## [Written task]
Edit the listing below by replacing "marker" with "pin" everywhere it appears and keeping everything else the same. Omit the pictures from your version.
◇ ◇ ◇ ◇ ◇
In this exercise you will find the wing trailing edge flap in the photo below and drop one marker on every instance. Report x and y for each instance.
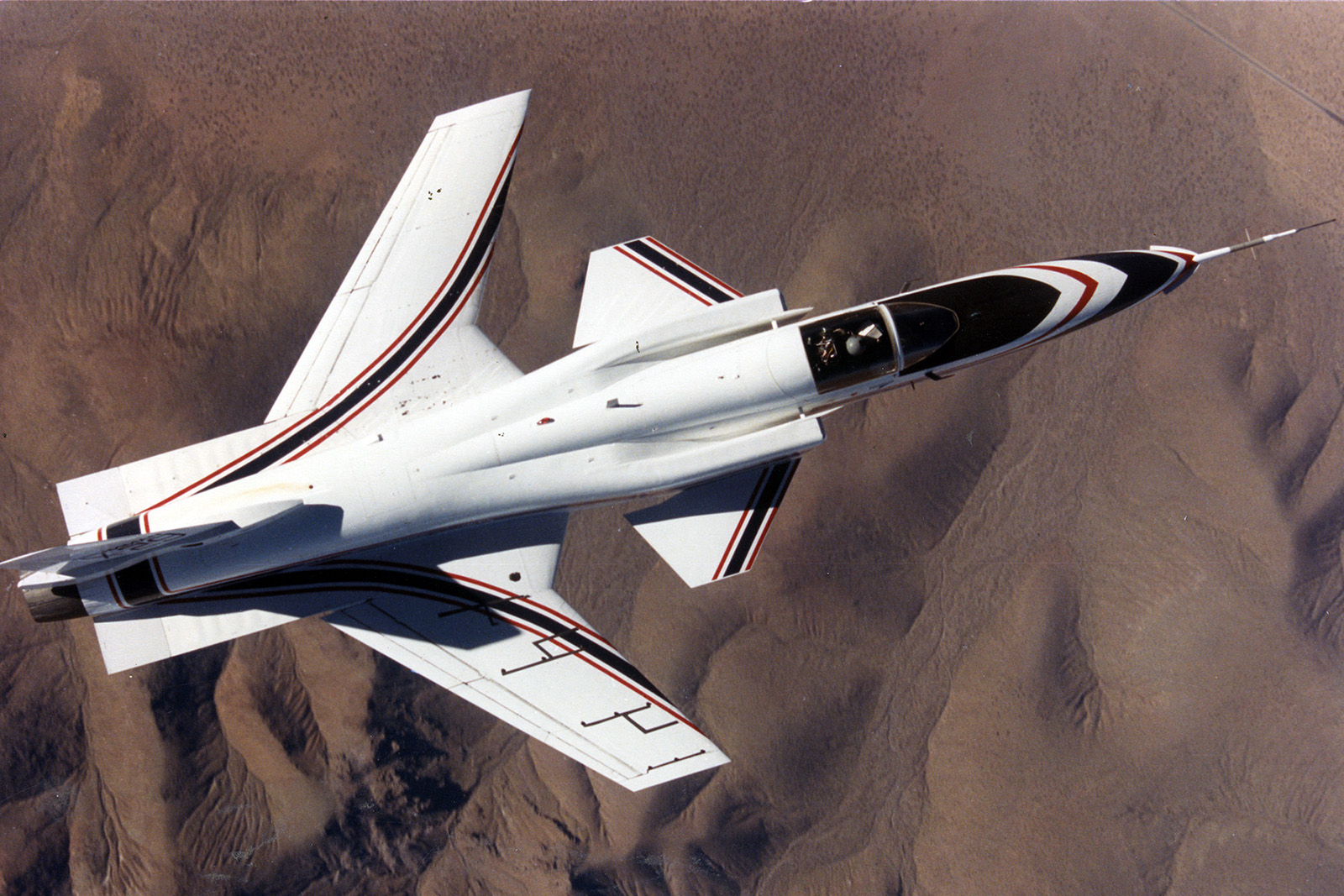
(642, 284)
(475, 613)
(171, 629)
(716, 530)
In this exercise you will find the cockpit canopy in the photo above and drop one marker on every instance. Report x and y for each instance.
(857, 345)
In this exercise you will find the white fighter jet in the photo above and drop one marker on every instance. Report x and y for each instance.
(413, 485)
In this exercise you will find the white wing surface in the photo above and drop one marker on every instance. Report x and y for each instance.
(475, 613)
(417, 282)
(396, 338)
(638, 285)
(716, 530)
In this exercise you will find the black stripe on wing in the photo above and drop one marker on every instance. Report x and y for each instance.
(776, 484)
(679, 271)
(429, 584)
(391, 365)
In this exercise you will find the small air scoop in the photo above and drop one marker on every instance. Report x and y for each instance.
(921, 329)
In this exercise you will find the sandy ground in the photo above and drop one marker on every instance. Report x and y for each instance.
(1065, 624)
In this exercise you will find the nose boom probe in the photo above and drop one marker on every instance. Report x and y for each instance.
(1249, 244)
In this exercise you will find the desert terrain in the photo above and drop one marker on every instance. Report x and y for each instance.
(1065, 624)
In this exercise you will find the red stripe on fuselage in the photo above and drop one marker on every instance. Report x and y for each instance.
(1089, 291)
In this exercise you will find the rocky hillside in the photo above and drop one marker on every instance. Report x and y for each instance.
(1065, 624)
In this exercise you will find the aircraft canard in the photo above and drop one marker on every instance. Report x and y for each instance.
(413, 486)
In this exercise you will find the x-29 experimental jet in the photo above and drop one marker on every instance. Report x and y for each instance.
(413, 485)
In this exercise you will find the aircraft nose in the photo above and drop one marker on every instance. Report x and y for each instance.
◇ ◇ ◇ ◇ ◇
## [Result of the exercise]
In this exercise you will find the wing trailing edge flap in the photo below and drop one pin on every instance. Report x and y for each instance.
(642, 284)
(475, 613)
(171, 629)
(716, 530)
In this exercise you will find the cockpit canopy in the photo above and drop one pin on every instance. Report x and y for each instance.
(857, 345)
In this exercise you will find the white fighter jet in the photo above and drop one pin on every instance. Report x and y for each instance.
(413, 485)
In this exercise you will find the white wing surface in the photo above and drop one pin on every instance. Report x and y for each instance.
(475, 613)
(417, 282)
(396, 338)
(638, 285)
(716, 530)
In this exercise you will find the black stripe on wing in the photo above and drop one pin on every instance. Report x and y for each instance.
(776, 484)
(679, 271)
(429, 584)
(391, 365)
In this exercise you will find the small air scoop in the photo above and drop one pin on every instance. Report x and y for each instance.
(921, 329)
In this exercise you will find the sandy ground in the photo above and drop one pin on every instance. Report x and y for each instance.
(1065, 624)
In this exercise you will find the nose boom probe in the photo above and drop one pin on every instance. Report x and y for each instance.
(1249, 244)
In this exercise you will find the desert terrain in the photo above and drop one pin on every instance. Report x and y for each instance.
(1065, 624)
In this exercise you will find the red stripe on fuselage in the photo above and drop one pin on every instance. Report x and y for each instance.
(1089, 291)
In this exercise you will find the rocky hillside in the photo above and drop one pin on every instance. Report x and y for each instance.
(1065, 624)
In this exercise you will find the aircraft canard in the photo above and drop one pin on every instance. Report x and y for each instance.
(413, 486)
In this exercise you will find the x-29 experimental jet in the photo above and drop one pin on every instance. Report x and y for each instance.
(413, 485)
In this exercise you will find the aircraft nose in the photo above and drop one pin on every instance. Report x and y for each instance.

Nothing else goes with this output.